▶ Extracted text:
══════

The University of Newcastle, Australia

Breast cancer early warning signal

Tuesday, 3 March 2015

A new magnetic resonance spectroscopy (MRS) technique developed by Australian researchers may potentially reduce or delay the need for preventive mastectomies among women at high risk of breast cancer.

Dr David Clark and Professor Carolyn MountfordAccording to a study published on 3 March 2015 in the US journal Radiology*, the non-invasive scanning technology detected a series of  biochemical changes in breast tissue which could provide early warning signs and  improve ongoing risk management for women with BRCA gene abnormalities.

Mutations with BRCA1 and BRCA2 bring a 50 per cent risk of developing breast cancer before the age of 50, and many carriers currently opt to have mastectomies to avoid getting cancer later in life.

Using a technique known as localised correlated spectroscopy (L-COSY), researchers from the University of Newcastle and Brigham and Women's Hospital in Boston identified chemical disparities associated with the pre-invasive cancer state – a very early stage of disease development.

"These changes appear to represent a series of early warning signs that may allow women to make informed decisions as to when and if they have a prophylactic mastectomy," said lead author Professor Carolyn Mountford, CEO and Director of Research at the Translational Research Institute (TRI) in Queensland and conjoint professor with the University of Newcastle.

══════

▶ Brief 1: According to the breast cancer article, what risk of developing breast cancer before age 50 do BRCA1 and BRCA2 mutations carry?
▶ Brief 2: Duplicate the breast cancer article from "Mutations with BRCA1" up to and including "of disease development.".

Dataset entries:

══════

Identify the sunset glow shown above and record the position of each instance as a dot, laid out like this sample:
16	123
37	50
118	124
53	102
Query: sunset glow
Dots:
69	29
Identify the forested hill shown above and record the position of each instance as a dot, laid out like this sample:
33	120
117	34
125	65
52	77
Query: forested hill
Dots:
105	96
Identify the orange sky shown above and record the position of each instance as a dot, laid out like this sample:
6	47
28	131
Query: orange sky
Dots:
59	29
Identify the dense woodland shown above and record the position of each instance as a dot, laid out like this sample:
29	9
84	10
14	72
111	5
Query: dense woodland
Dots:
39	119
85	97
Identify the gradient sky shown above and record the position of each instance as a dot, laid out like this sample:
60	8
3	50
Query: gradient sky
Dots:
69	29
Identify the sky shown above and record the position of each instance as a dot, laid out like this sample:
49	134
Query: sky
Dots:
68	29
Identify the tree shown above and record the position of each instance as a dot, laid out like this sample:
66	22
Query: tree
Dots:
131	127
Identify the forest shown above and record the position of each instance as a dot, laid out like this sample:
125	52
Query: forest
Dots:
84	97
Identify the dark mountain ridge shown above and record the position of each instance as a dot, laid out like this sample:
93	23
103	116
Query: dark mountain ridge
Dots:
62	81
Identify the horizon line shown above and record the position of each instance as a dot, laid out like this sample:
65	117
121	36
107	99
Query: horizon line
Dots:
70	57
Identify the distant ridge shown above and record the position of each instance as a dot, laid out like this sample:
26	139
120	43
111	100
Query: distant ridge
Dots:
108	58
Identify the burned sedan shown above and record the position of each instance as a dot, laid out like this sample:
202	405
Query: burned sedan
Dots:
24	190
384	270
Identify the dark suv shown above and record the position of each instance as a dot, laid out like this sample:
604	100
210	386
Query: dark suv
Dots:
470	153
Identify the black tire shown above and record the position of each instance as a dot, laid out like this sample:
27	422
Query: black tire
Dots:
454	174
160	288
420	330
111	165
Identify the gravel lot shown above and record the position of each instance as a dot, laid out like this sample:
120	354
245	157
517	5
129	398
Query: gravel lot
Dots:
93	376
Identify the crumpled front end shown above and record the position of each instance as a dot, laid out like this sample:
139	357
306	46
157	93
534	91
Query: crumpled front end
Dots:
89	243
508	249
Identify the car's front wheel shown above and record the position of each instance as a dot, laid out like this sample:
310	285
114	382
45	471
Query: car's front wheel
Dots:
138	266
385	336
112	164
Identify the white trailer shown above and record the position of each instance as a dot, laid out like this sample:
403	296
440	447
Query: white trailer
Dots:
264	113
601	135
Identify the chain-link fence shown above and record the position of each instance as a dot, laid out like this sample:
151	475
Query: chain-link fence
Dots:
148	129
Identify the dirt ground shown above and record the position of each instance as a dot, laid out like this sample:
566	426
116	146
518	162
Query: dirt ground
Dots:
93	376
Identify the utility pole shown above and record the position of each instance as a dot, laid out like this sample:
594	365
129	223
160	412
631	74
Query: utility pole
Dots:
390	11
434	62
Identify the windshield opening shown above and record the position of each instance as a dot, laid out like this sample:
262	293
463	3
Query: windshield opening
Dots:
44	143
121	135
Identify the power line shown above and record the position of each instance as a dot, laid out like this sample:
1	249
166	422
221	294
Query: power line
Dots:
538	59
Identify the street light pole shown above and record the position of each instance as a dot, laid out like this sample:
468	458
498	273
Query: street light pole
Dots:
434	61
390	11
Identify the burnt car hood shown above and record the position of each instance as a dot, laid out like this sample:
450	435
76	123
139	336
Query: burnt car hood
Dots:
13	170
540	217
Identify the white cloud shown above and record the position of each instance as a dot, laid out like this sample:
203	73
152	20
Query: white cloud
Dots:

══════

▶ Task output 1: A 50% risk.

▶ Task output 2:
Mutations with BRCA1 and BRCA2 bring a 50 per cent risk of developing breast cancer before the age of 50, and many carriers currently opt to have mastectomies to avoid getting cancer later in life.

Using a technique known as localised correlated spectroscopy (L-COSY), researchers from the University of Newcastle and Brigham and Women's Hospital in Boston identified chemical disparities associated with the pre-invasive cancer state – a very early stage of disease development.